_What you need to do_
Set out the lines from the one containing "Mark the region of every instance of the tree" through the one containing "M73 68L74 74L90" as a numbered list, dropping any blank lines.

_The input_
/---

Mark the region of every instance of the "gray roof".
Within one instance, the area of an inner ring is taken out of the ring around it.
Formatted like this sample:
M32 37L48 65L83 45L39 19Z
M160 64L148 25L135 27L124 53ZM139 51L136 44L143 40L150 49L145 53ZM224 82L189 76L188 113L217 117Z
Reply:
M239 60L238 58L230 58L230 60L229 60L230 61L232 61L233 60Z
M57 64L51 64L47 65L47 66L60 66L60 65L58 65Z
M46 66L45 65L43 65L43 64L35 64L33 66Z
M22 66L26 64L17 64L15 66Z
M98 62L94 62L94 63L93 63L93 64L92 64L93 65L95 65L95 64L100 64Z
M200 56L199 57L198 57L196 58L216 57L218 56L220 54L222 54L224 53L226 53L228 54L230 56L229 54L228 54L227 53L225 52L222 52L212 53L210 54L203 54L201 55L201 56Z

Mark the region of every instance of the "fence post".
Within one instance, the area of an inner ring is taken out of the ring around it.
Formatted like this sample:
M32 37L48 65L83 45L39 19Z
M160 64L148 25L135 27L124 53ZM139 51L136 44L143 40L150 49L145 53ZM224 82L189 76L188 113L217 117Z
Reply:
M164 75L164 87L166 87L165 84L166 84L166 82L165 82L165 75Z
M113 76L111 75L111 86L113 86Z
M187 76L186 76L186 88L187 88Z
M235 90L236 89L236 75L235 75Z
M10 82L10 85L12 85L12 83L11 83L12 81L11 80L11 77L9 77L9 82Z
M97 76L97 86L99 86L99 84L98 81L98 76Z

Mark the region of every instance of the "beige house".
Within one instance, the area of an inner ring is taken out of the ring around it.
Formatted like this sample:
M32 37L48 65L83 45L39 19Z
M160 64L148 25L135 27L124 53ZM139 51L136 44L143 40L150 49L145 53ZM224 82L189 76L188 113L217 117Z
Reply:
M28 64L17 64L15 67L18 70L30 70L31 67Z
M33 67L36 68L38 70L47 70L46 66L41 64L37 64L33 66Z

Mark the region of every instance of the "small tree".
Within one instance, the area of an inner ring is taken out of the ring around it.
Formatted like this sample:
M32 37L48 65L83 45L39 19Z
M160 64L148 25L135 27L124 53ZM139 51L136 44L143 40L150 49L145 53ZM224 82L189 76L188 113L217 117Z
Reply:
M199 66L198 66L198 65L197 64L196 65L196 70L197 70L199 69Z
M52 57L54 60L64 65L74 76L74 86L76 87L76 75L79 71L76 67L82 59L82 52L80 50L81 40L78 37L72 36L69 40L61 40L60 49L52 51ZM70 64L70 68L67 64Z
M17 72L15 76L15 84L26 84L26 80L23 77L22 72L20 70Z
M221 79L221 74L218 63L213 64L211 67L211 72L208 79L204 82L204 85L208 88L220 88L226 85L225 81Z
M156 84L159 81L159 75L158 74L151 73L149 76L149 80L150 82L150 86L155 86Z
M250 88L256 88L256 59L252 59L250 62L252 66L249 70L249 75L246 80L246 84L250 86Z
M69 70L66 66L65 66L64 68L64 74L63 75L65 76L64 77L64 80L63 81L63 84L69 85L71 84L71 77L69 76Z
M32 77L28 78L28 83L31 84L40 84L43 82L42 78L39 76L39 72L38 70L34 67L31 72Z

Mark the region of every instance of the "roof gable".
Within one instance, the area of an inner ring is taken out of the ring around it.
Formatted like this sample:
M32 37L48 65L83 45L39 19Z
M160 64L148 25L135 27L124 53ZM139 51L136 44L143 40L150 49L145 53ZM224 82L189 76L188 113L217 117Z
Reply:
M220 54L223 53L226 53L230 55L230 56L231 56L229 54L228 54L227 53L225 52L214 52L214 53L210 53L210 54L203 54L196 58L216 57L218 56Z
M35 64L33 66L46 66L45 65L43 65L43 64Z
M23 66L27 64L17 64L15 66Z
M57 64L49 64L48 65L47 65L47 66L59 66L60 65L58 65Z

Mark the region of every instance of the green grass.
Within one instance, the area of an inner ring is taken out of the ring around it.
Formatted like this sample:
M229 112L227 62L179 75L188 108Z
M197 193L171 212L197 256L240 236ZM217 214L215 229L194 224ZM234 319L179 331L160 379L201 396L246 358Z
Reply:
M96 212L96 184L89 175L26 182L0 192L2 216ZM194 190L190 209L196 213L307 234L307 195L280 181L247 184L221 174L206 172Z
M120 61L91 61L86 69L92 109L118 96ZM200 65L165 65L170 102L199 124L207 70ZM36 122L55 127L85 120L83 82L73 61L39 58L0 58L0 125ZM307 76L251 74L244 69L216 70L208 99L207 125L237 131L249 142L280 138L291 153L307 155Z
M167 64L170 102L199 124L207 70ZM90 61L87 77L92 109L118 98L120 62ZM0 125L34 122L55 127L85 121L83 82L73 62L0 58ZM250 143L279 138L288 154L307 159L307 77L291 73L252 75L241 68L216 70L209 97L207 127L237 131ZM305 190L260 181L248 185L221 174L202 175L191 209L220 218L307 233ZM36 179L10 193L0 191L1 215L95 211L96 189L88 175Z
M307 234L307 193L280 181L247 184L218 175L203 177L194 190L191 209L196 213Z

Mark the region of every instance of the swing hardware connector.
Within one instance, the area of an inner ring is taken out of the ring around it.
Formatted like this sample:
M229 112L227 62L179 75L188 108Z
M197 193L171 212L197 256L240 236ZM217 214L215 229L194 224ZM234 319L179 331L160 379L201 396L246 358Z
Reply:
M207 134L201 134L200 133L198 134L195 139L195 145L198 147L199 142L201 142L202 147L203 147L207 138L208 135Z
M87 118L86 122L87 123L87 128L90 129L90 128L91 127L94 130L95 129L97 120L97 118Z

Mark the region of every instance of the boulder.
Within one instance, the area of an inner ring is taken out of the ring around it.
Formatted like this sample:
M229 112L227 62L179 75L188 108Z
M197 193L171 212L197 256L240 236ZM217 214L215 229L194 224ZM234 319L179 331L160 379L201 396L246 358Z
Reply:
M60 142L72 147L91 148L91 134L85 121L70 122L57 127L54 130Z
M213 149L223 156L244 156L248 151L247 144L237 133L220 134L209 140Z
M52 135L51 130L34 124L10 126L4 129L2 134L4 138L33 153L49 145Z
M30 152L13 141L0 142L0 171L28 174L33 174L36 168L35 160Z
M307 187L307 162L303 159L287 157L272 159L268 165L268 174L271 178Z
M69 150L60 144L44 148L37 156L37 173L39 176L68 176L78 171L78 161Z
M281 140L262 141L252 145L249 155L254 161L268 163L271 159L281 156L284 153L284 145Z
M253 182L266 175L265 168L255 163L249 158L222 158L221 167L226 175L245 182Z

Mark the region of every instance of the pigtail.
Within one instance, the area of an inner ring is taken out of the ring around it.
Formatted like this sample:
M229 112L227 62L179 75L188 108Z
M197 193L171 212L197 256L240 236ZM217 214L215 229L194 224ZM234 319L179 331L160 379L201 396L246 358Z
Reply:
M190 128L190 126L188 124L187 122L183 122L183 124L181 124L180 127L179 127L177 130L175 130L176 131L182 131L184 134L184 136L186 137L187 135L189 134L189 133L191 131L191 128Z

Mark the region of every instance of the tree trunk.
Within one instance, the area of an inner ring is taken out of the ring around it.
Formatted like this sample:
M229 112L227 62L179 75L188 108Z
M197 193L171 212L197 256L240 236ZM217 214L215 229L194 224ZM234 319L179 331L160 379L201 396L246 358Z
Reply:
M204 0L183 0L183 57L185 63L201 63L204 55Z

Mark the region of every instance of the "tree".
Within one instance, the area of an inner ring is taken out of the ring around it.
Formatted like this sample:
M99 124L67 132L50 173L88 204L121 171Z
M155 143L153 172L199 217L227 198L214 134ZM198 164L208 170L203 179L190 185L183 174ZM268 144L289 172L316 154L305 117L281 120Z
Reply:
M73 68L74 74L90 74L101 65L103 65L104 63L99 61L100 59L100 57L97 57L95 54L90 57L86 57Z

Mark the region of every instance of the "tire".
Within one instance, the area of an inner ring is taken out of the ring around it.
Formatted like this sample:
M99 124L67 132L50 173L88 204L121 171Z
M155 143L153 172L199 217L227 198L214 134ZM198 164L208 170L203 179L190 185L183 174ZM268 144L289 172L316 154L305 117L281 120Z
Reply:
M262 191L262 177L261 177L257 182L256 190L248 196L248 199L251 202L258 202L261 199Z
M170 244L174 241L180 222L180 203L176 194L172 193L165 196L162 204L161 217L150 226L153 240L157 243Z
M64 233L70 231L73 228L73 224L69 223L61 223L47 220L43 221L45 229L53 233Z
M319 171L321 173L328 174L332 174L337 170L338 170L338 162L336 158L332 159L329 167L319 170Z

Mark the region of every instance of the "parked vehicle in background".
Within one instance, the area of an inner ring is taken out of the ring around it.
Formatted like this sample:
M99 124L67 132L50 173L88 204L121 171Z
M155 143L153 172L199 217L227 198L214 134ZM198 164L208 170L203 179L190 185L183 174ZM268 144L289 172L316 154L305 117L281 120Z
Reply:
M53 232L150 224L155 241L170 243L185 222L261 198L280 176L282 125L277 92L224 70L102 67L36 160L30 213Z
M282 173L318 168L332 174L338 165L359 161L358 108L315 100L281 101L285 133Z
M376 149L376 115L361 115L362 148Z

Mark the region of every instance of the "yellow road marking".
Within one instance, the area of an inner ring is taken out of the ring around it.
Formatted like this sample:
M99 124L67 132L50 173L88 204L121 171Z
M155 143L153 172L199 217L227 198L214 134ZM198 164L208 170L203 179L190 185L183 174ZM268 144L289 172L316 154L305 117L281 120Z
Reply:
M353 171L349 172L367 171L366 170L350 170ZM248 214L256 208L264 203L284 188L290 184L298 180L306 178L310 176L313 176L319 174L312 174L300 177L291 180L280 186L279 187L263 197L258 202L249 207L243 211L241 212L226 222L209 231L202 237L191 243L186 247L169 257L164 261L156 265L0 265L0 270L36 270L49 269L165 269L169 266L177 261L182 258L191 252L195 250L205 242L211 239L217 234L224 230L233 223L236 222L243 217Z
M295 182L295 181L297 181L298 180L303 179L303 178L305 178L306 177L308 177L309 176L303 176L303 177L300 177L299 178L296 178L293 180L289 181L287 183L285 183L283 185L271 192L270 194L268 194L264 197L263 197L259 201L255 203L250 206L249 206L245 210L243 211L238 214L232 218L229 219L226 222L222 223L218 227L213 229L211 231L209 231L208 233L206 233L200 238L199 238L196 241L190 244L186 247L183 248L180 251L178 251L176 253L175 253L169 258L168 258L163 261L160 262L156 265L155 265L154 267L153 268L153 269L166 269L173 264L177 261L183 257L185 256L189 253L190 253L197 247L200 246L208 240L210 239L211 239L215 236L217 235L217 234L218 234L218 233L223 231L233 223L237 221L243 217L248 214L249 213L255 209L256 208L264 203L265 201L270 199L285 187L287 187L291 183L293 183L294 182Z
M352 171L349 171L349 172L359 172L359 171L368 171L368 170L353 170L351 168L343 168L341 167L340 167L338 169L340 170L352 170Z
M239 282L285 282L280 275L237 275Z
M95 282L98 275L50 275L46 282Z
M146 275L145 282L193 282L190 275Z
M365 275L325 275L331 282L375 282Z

\---
/---

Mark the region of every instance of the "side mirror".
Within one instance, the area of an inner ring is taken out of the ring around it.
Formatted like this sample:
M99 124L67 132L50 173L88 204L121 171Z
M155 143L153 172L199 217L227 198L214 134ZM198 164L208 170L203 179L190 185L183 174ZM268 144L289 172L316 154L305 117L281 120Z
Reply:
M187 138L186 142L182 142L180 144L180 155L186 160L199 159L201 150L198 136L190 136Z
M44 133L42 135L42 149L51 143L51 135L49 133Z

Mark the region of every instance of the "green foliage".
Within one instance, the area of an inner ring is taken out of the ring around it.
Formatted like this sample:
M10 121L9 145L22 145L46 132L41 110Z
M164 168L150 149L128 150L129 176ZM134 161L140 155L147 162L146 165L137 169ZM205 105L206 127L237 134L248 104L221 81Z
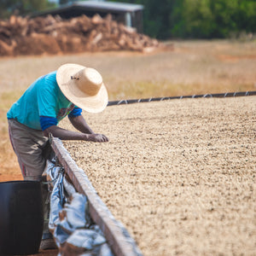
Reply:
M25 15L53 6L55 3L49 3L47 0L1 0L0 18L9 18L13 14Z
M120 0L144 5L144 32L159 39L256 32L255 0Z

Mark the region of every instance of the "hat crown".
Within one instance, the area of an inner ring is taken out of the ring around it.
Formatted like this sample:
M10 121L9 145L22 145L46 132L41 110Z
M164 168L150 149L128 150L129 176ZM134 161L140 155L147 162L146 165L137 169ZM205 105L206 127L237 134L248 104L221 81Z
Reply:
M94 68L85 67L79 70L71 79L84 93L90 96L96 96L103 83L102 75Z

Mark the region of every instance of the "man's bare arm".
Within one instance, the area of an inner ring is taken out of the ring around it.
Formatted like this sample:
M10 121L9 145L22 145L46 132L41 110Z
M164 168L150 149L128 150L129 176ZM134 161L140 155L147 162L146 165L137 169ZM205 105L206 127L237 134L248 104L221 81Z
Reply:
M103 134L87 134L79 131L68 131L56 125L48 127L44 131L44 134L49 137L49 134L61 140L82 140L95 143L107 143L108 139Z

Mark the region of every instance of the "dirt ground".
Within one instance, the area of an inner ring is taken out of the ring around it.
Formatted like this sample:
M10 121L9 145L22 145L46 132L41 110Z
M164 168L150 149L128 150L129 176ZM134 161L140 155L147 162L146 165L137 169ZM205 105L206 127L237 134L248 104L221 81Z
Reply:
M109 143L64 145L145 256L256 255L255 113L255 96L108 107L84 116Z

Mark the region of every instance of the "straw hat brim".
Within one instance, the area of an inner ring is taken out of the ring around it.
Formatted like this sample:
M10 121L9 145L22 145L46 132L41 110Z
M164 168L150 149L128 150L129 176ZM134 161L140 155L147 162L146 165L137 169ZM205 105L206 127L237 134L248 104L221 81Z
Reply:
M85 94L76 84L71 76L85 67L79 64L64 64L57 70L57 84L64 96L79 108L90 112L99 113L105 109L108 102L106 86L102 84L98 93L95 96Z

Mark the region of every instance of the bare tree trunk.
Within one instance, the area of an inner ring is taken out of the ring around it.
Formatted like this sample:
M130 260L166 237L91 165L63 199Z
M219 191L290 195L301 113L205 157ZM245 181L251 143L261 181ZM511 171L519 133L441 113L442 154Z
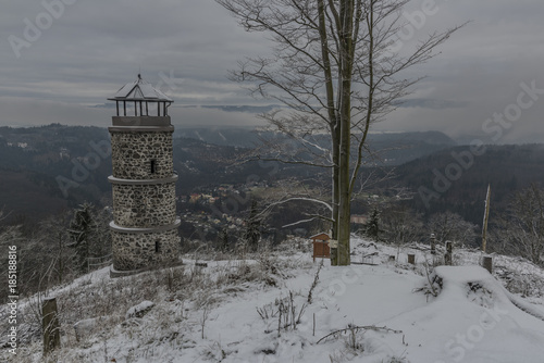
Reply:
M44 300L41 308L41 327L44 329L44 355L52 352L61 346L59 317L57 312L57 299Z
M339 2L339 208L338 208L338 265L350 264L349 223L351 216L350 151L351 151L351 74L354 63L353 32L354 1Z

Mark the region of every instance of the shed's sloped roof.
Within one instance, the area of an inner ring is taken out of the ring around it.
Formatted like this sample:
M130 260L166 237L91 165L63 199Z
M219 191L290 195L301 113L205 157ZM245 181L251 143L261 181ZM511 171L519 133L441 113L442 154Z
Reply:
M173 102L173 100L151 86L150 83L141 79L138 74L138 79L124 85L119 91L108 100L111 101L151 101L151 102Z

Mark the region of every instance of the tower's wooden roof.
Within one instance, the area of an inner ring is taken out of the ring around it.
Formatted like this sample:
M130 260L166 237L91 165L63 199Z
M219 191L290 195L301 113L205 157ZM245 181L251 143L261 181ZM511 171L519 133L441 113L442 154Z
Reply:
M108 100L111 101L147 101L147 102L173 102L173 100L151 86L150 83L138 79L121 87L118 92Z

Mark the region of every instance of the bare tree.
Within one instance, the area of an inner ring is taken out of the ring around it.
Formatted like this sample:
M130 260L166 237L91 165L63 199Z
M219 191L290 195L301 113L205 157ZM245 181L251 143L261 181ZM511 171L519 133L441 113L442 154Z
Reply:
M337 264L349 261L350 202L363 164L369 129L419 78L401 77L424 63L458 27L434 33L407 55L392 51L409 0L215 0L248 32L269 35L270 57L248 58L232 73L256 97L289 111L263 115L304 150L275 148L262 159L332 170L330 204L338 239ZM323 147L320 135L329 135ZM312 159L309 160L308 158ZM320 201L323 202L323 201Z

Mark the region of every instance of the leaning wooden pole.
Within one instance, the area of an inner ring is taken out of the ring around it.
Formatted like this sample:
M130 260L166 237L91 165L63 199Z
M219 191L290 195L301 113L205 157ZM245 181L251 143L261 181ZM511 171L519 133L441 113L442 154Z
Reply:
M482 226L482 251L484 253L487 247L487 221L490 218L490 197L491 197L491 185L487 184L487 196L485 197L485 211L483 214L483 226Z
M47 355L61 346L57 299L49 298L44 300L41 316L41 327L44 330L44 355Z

\---

_Solution_
1. Mark the region of every instance of the tree trunk.
2. Within one instance, the area of an inner ring is taken out of the ring around it.
3. Formatted like this sample:
4. M229 112L227 62L179 75L188 108Z
5. M197 193L171 212L197 256L240 236ZM217 214L215 229L194 224ZM234 319L179 331L160 379L201 396L246 358Z
6. Reply:
7. M204 0L183 0L183 57L185 63L201 63L204 55Z
8. Mark the region of every instance of the "tree".
9. Within one instance, the area of an inner ring is taken out of the ring around it.
10. Formatted like this sample:
11. M99 124L67 132L50 173L88 204L121 171Z
12. M155 143L153 172L199 217L227 198L214 134ZM198 164L208 170L203 179L190 185L183 174ZM268 144L289 172L316 154L305 117L281 120Z
13. Reply:
14. M73 68L74 74L90 74L101 65L103 65L104 63L99 61L100 59L100 57L97 57L95 54L90 57L86 57Z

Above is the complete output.